* [Passage to read]
----

Basis of Presentation
The condensed consolidated financial statements include the results of Wausau Paper Corp. and our consolidated subsidiaries. All significant intercompany transactions have been eliminated. The accompanying condensed financial statements, in the opinion of management, reflect all adjustments, which are normal, and recurring in nature and which are necessary for a fair statement of the results for the periods presented. Results for the interim period are not necessarily indicative of future results. In all regards, the financial statements have been presented in accordance with accounting principles generally accepted in the United States of America. Refer to notes to consolidated financial statements, which appear in the Annual Report on Form 10-K for the year ended December 31, 2008, for our accounting policies and other disclosures, which are pertinent to these statements.
Note 2.

----

* [Data entries]
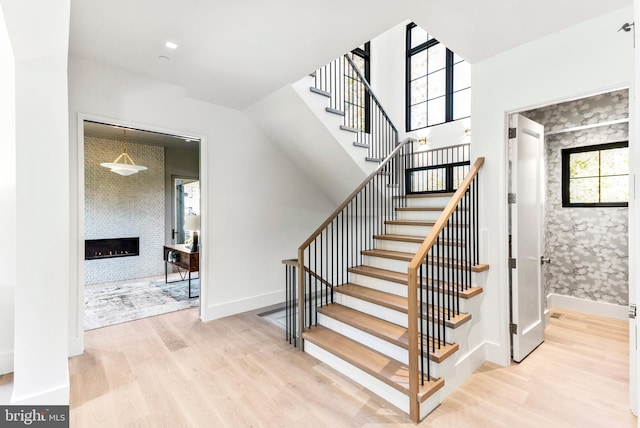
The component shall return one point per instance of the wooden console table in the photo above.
(189, 261)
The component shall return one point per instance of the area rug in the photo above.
(114, 303)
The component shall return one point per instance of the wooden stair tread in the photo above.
(387, 300)
(407, 257)
(402, 278)
(410, 222)
(388, 370)
(401, 238)
(420, 209)
(414, 239)
(390, 332)
(387, 275)
(428, 195)
(399, 303)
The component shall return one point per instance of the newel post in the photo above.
(301, 298)
(414, 382)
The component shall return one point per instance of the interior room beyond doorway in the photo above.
(119, 285)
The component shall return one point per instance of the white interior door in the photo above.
(526, 236)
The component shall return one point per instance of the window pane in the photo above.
(614, 161)
(583, 190)
(584, 164)
(359, 62)
(419, 65)
(461, 76)
(419, 116)
(436, 109)
(419, 90)
(437, 84)
(462, 104)
(437, 57)
(614, 189)
(418, 36)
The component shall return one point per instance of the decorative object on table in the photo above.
(127, 166)
(192, 224)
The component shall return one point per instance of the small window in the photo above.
(596, 176)
(438, 82)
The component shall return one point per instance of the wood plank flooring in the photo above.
(175, 371)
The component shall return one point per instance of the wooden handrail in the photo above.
(370, 90)
(412, 273)
(353, 194)
(444, 216)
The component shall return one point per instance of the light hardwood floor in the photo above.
(175, 371)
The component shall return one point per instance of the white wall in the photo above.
(39, 32)
(584, 59)
(8, 198)
(257, 207)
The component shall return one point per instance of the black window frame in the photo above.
(565, 155)
(365, 54)
(449, 80)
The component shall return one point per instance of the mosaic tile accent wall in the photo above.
(588, 247)
(122, 207)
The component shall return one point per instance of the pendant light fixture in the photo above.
(127, 166)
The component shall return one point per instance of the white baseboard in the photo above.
(233, 307)
(76, 346)
(6, 362)
(53, 397)
(588, 306)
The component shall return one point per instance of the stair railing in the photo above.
(437, 273)
(352, 96)
(325, 257)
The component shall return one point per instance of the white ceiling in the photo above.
(111, 132)
(236, 52)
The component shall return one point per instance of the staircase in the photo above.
(388, 289)
(364, 334)
(392, 287)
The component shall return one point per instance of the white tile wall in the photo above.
(588, 247)
(121, 207)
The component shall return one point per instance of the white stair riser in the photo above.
(389, 349)
(372, 309)
(437, 202)
(430, 404)
(401, 266)
(418, 215)
(396, 352)
(405, 247)
(379, 284)
(401, 229)
(396, 317)
(373, 384)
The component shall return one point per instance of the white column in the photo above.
(39, 34)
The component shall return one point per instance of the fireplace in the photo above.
(110, 248)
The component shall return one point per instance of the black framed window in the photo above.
(356, 96)
(438, 82)
(596, 176)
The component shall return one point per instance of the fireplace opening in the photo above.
(110, 248)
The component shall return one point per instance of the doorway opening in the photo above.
(583, 258)
(141, 205)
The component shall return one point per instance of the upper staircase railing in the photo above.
(352, 96)
(438, 273)
(325, 257)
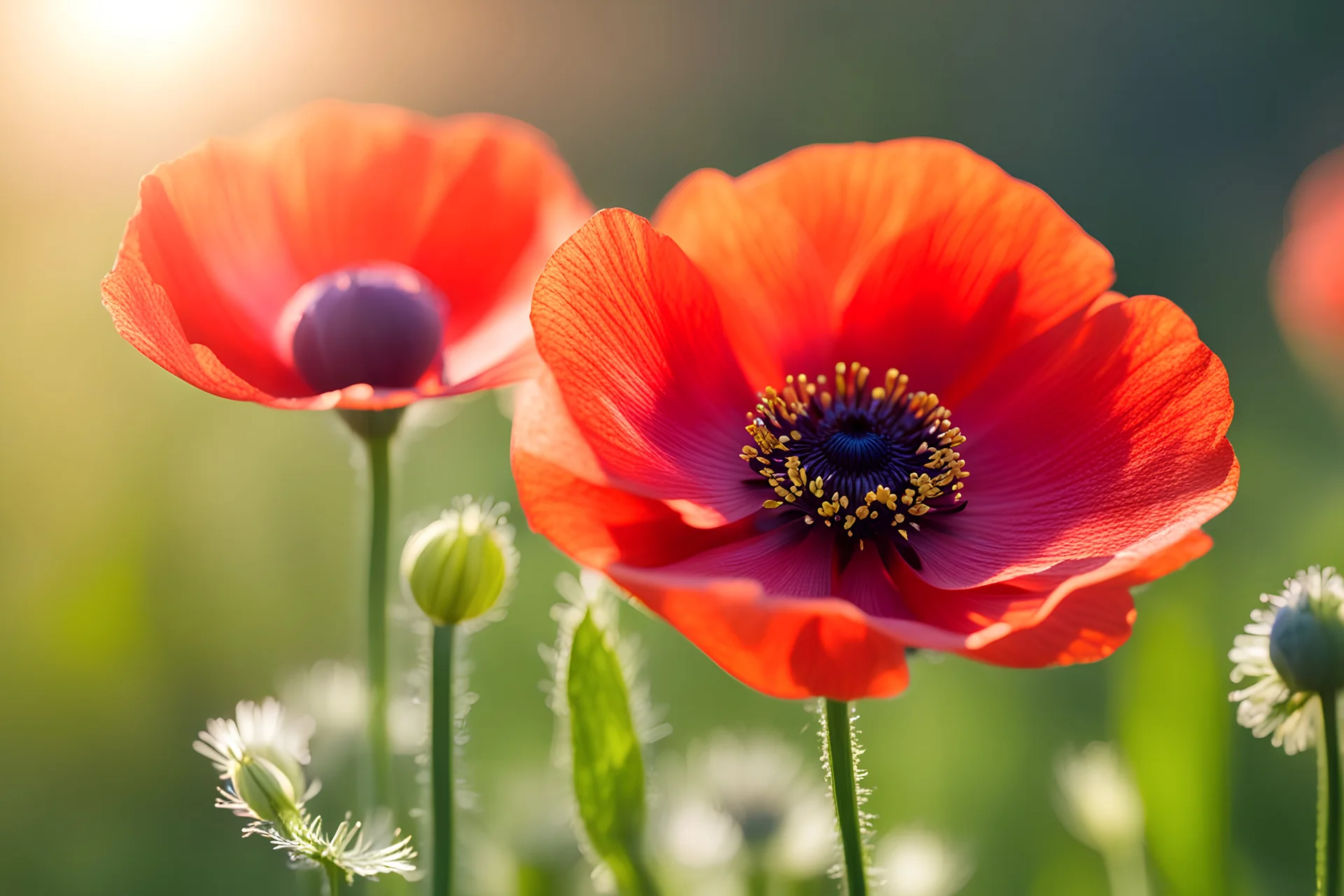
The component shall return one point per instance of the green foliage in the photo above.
(1174, 729)
(608, 763)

----

* [Objective] Please extend the Wausau Paper statement past its final line, "Note 2." The data is unrelated to the Wausau Paper statement.

* [Task answer]
Restructuring and Divestitures
In August 2008, we announced plans to permanently shut down one of the two paper machines at our Specialty Products mill in Jay, Maine. The shutdown of this machine was completed in December 2008. In March 2009, we announced further plans to permanently shut down the remaining paper machine and all operations at the Jay, Maine mill. The operations of the mill are expected to cease by May 31, 2009. The cost of sales in the Condensed Consolidated Statements of Operations for the three months ended March 31, 2009, includes $3.3 million in pre-tax charges for accelerated depreciation on assets and other associated closure costs, primarily due to the planned shutdown of the mill. Pre-tax restructuring expense, as reflected in the Condensed Consolidated Statements of Operations, includes $0.5 million related to severance and benefit continuation costs primarily related to the shutdown of the mill for the three months ended March 31, 2009. At March 31, 2009, approximately $0.3 million was recorded as a current liability for restructuring expenses, consisting primarily of severance and benefit continuation costs. Additional pre-tax closure charges of approximately $21.1 million, primarily related to accelerated depreciation on assets and severance and benefit continuation costs, are anticipated to be incurred during the remainder of 2009.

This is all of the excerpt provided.